Orden de trabajo A: Según el fragmento sobre el envejecimiento en España, ¿qué porcentaje de mayores de 65 años habrá dentro de 50 años de acuerdo con las proyecciones del Instituto Nacional de Estadística?
Orden de trabajo B: Continúa, por favor, el fragmento sobre el envejecimiento en España a partir de su última frase.

Fragmento:

☆ ☆ ☆ ☆

Va siendo hora de ir llamando a las cosas por su nombre y de acabar con muchas falsedades que no se sostienen. Una de ellas es la socorrida cantinela de que los viejos se tienen que marchar del sistema productivo porque hay que dejar espacio a los jóvenes. Hace años que es una gran mentira porque los viejos que se van se llevan consigo sus puestos de trabajo. No hay reposición del empleo, nadie ocupa el hueco que dejaron los precedentes. Y no parece que haya visos de que algo esté cambiando en tal sentido.

En España, la población envejece a toda prisa. Las últimas proyecciones del Instituto Nacional de Estadística indican que, dentro de 50 años, el 18 % actual de mayores de 65 años se convertirá en el 38 %. Un auténtico vuelco demográfico, que está poco estudiado y que cuando se ha abordado, generalmente se ha enfocado con perspectivas sesgadas, que priorizan determinados aspectos, olvidando otros que son también interesantes. Se suele estudiar, por ejemplo, la repercusión del envejecimiento sobre las pensiones o sobre el sistema de salud, pero apenas se presta atención a las oportunidades que ofrece la sociedad a los jubilados, que aspiran, como los demás ciudadanos, a participar, a ser escuchados y a ser respetados. En España, hay un desaprovechamiento casi absoluto del know how y del talento de las personas mayores. Carece de fundamento jubilarlas socialmente porque muchísimas de ellas disfrutan de unas condiciones físicas e intelectuales que les hacen susceptibles de aportar muchas cosas en ámbitos como el voluntariado, el apoyo al emprendedurismo, la educación, los servicios sociales, la política, etc.

☆ ☆ ☆ ☆

Entradas de datos almacenados:
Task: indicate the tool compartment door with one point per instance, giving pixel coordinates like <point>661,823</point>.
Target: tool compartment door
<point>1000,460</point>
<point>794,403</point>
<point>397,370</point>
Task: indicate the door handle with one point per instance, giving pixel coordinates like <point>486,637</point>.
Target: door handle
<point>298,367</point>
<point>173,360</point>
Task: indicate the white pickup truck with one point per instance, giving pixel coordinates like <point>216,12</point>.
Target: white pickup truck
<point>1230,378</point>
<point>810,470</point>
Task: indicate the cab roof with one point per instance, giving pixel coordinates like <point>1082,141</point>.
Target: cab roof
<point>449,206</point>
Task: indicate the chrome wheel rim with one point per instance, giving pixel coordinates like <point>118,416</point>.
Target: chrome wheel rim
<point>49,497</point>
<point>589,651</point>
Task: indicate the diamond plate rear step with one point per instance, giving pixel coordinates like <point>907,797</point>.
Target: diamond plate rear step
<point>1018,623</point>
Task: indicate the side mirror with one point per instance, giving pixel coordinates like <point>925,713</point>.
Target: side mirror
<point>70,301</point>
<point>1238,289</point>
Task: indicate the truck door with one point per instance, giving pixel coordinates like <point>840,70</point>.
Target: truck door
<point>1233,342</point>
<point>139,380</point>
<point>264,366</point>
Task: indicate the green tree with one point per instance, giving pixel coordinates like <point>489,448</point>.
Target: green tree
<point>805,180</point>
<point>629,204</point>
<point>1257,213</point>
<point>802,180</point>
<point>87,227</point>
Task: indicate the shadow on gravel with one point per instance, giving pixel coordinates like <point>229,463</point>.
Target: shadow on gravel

☆ ☆ ☆ ☆

Tu respuesta A: El 38 %.

Tu respuesta B:
También en estos aspectos estamos todavía muy lejos de Europa. Según el Eurobarómetro, solo un 12% de los mayores de 55 años practica el voluntariado mientras que en Europa lo hace el 27%. Es más, la Estrategia Europa 2020, que diseña un crecimiento sostenible para ese horizonte, considera que la vejez es clave para mantener la competitividad y prioritaria para las políticas europeas de innovación. Y lo asegura basándose en evidencias tales como que las necesidades de la creciente cohorte de mayores se transforman en fuentes de negocio, surgiendo necesidades en la tecnología, en la asistencia personal, en la sanidad, en las infraestructuras o en las finanzas. Todo ello representa nichos para la iniciativa y para el acogimiento de empresas, que todavía no existen pero que deberán existir y que llegarán inevitablemente.

La generación que se está jubilando ahora es la que nació en torno a los años cincuenta del pasado siglo. Somos las personas que luchamos por los derechos y las libertades, los que las estrenamos y seguimos ejerciéndolas en la medida que nos dejan. Quienes peleamos y logramos instaurar el divorcio, la píldora o el aborto. Los nuevos viejos no nos vamos a conformar con ir de vacaciones a Benidorm, con el IMSERSO, a tomar el sol y bailar “los pajaritos”. Los nuevos viejos somos gente más formada, más solvente, económicamente más autónoma y seguramente más longeva y más peleona. Y, además, muchísimos tenemos claro que nuestra identidad se la debemos menos a nuestra edad que al estilo de vida que practicamos. Así que aquí estamos, preparados y dispuestos para lo que haga falta… si nos dejan.